==== Task material ====

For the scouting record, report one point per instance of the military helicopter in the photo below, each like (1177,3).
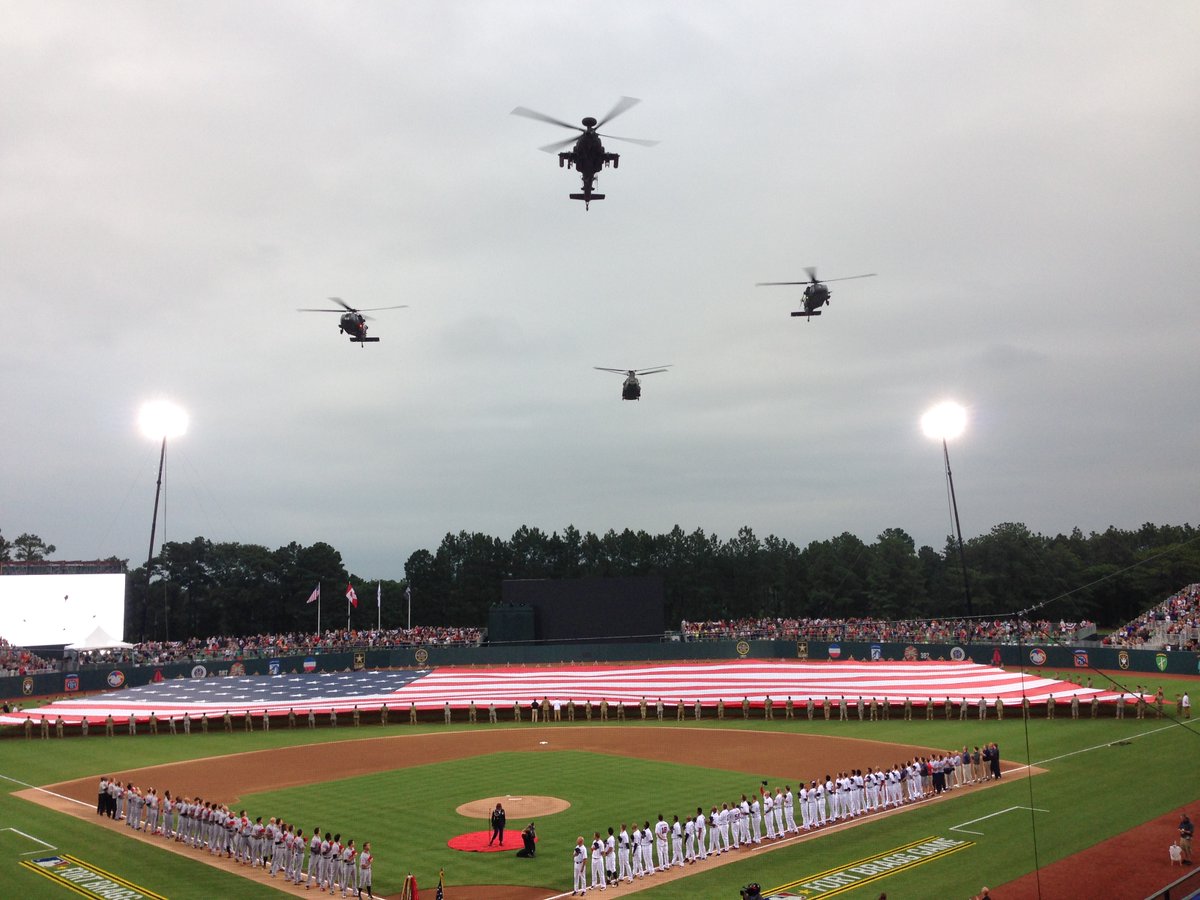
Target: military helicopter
(816,294)
(633,388)
(353,322)
(588,155)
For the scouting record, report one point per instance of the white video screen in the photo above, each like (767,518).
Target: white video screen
(60,609)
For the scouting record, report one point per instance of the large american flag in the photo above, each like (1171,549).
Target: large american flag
(731,682)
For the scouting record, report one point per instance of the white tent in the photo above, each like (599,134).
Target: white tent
(99,640)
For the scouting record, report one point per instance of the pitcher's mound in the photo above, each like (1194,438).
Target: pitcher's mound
(526,807)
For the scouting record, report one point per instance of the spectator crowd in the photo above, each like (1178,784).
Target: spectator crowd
(892,631)
(1171,625)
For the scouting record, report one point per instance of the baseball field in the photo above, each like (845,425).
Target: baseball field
(401,787)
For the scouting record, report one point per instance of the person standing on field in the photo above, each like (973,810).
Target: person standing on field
(498,821)
(580,859)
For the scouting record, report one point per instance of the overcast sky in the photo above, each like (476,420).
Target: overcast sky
(175,179)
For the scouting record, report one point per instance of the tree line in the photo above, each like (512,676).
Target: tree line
(203,587)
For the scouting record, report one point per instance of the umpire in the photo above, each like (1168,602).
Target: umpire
(498,820)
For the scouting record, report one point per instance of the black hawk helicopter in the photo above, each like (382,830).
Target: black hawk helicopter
(588,155)
(816,294)
(633,388)
(353,322)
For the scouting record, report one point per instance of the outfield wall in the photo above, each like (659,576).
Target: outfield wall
(119,675)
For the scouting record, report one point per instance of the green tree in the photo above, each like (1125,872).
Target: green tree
(29,547)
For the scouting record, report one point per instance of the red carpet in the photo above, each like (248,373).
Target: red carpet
(477,841)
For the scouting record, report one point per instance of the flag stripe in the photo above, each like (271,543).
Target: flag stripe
(707,682)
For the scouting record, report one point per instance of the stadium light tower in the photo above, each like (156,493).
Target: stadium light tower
(947,421)
(159,420)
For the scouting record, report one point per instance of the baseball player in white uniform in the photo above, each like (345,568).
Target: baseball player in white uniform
(661,831)
(598,846)
(624,870)
(579,861)
(677,843)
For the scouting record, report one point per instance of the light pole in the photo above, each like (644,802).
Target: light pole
(159,419)
(947,421)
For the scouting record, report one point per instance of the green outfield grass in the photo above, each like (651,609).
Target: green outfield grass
(1096,786)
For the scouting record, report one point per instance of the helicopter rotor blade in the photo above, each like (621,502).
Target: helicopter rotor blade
(849,277)
(544,118)
(631,141)
(557,145)
(623,106)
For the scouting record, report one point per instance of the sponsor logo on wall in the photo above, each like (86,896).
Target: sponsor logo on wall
(865,871)
(88,880)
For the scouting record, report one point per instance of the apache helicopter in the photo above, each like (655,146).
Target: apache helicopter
(816,294)
(588,155)
(631,389)
(353,322)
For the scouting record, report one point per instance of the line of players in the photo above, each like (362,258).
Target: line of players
(627,855)
(276,846)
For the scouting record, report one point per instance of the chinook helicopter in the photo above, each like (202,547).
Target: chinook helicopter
(353,322)
(631,389)
(816,294)
(588,155)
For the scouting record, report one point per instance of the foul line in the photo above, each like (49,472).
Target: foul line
(36,840)
(52,793)
(960,828)
(1097,747)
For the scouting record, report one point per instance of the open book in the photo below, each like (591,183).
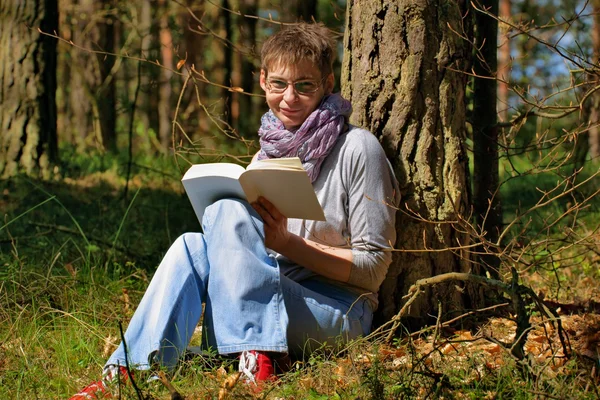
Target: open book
(282,181)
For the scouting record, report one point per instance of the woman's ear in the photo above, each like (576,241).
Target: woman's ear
(263,80)
(329,84)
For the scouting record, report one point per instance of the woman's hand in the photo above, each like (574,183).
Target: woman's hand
(276,234)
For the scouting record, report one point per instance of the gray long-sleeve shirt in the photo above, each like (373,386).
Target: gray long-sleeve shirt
(358,192)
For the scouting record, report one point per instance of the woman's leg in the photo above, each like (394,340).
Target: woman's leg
(168,313)
(244,307)
(322,313)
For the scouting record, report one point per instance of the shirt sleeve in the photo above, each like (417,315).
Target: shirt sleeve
(373,197)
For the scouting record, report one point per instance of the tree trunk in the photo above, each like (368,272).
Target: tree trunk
(106,93)
(165,89)
(227,62)
(395,73)
(486,196)
(504,66)
(28,139)
(248,120)
(302,10)
(594,131)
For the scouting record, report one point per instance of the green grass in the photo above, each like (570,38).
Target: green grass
(76,256)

====

> **Short task**:
Copy all the entries word for word. Omit any pictures.

> **Solution to the exercise**:
For the scouting record, report one point per instance of the military helicopter in the photo below, each like (1177,3).
Target: military helicopter
(816,294)
(633,388)
(353,322)
(588,155)
For the scouting record, report one point per instance of the white video screen in the photo above, each like (767,518).
Target: white video screen
(60,609)
For the scouting record, report one point per instance of the large american flag in the photo above, each like (1171,549).
Target: large american flag
(731,682)
For the scouting record, report one point per instance of the white tent in the photo above, each like (599,134).
Target: white tent
(99,640)
For the scouting record, report one point per instance of the pitcher's mound in the photo above, each like (1194,438).
Target: pitcher's mound
(526,807)
For the scouting record, report one point per instance of the spectator crowd in the photo above, each like (1178,784).
Target: spectator crowd
(892,631)
(1171,625)
For the scouting record, report one point per instance of the baseball field in the photo above, each like (845,425).
Target: baseball field
(401,787)
For the scouting record, report one point per instance of the person standing on field in the photo above, each like (973,810).
Target: person standing on field
(498,821)
(580,859)
For the scouting record, report one point per instance of the overcast sky in the photo above, each like (476,420).
Target: overcast sky
(175,179)
For the scouting record, report one point per instance of the tree line in the photo above, each like (512,676).
Target: tree line
(203,587)
For the scouting record, report one point per instance of the umpire in the photo above, each like (1168,602).
Target: umpire
(498,820)
For the scouting record, report one point per instance of the black hawk helicopter in the photo above, each like (382,830).
Target: black hawk helicopter
(588,155)
(816,294)
(633,388)
(353,322)
For the scouting record, report one point per instance of the outfield wall in the photo above, each like (659,576).
Target: outfield wall
(119,675)
For the scouting record, report one point per instance of the green tree in the photo above, each like (1125,872).
Target: green tree
(29,547)
For the scouting record, report one point per instance of the red carpet in the photo above, each like (248,373).
Target: red carpet
(477,841)
For the scouting record, report one point per instance of the flag stripe in the photo above, each like (271,543).
Target: flag stripe
(707,682)
For the scouting record, report one point per instance of the stadium light tower in the photo above, each like (156,493).
Target: stadium light tower
(947,421)
(159,420)
For the scouting record, report one point per instance of the baseball player in white uniform in the photo above, each like (345,568).
Target: baseball player in white uniform
(661,831)
(598,846)
(624,870)
(579,861)
(677,843)
For the scouting record, report one point per instance of the light pole in the photo above, each like (644,802).
Target: light pole
(159,419)
(947,421)
For the scouting record, report one point per instance of the green outfield grass in the photo above, each like (651,609).
Target: green outfield grass
(1096,786)
For the scouting record, report one point per instance of the helicopter rotor blade in the photo above, each like (621,502).
Target: helicopter rotor blade
(849,277)
(544,118)
(631,141)
(557,145)
(623,106)
For the scouting record, report one point per instance of the sponsor logo on wall in the photo above, each like (86,896).
Target: sponsor logo on wall
(865,871)
(88,880)
For the scouting record, report one point per instance of the apache helicopter in the photo above, each like (655,146).
Target: apache helicopter
(816,294)
(588,155)
(631,389)
(353,322)
For the scouting record, report one point per instance of the line of players in the photo above, each like (362,258).
Target: line of players
(627,855)
(276,846)
For the scouting record, report one point per instance of the chinook helicopter in the photo above, each like (202,547).
Target: chinook helicopter
(353,322)
(631,389)
(816,294)
(588,155)
For the scouting record, report one point per instance of the foul line in the photo above, each like (49,472).
Target: foul line
(36,840)
(52,793)
(960,828)
(1097,747)
For the scouting record, report one point per instance of the open book in the photo below, each like (591,183).
Target: open book
(282,181)
For the scouting record, report one point per instance of the woman's ear in the photo above, each like (576,241).
Target: woman's ear
(263,80)
(329,84)
For the scouting record, report one point per instance of the woman's hand in the photo above, each like (574,183).
Target: woman's hand
(276,234)
For the scouting record, report one point per instance of the gray long-sleeve shirt in the photo above, each like (373,386).
Target: gray long-sleeve shirt
(358,192)
For the scouting record, report one point per instance of the woman's leg in the photo above, each like (394,340).
Target: woman's leg
(168,313)
(244,307)
(322,313)
For the scouting record, report one point per instance of the shirt sleeve in the photo above, each like (417,315).
Target: shirt sleeve
(373,197)
For the scouting record, report one point per instance of the tree trunk in the photo above, each like (368,272).
Target: tree trunk
(106,93)
(165,89)
(227,62)
(395,73)
(486,196)
(504,66)
(28,139)
(248,120)
(302,10)
(594,131)
For the scouting record, report one point per instance of the green grass in the photo above, each like (570,38).
Target: green grass
(76,256)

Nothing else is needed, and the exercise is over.